▶ THE EXERCISE
According to the supplied text on the 2023 Wofford Terriers football team, in what city and state is Gibbs Stadium located?

- Conference: Southern Conference
- Record: 2–9 (2–6 SoCon)
- Head coach: Shawn Watson (1st season);
- Co-offensive coordinators: Tyler Carlton (2nd season); Dane Romero (2nd season);
- Co-defensive coordinators: Rob Greene (4th season); Andrew Warwick (2nd season);
- Home stadium: Gibbs Stadium

= 2023 Wofford Terriers football team =

American college football season

The 2023 Wofford Terriers football team represented Wofford College as a member of the Southern Conference (SoCon) during the 2023 NCAA Division I FCS football season. The Terriers were led by first-year head coach Shawn Watson and played home games at Gibbs Stadium in Spartanburg, South Carolina.

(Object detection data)

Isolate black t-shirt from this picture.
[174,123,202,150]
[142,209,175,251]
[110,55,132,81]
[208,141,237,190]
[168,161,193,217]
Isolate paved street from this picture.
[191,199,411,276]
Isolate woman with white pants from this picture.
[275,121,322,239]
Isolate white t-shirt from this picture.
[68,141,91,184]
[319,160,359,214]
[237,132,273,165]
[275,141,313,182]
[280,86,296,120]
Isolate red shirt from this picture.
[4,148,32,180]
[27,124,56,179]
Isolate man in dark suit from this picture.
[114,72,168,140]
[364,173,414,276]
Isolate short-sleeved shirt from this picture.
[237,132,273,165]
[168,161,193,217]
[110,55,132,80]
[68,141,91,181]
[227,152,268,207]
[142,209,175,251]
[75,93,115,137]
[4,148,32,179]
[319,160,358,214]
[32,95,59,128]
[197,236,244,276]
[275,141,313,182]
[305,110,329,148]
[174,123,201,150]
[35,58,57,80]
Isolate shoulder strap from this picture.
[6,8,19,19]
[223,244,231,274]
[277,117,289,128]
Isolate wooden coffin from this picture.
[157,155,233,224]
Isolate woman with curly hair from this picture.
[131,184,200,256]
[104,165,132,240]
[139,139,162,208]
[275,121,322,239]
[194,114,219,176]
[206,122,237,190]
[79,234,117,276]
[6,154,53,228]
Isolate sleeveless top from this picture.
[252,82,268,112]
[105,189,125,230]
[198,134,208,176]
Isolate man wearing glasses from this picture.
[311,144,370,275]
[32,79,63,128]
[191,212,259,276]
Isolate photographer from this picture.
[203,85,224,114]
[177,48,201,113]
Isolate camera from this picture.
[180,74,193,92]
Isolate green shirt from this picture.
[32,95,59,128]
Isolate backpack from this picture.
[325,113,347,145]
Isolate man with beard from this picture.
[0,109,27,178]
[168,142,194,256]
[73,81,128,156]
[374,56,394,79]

▶ SOLUTION FOR THIS PROBLEM
Spartanburg, South Carolina.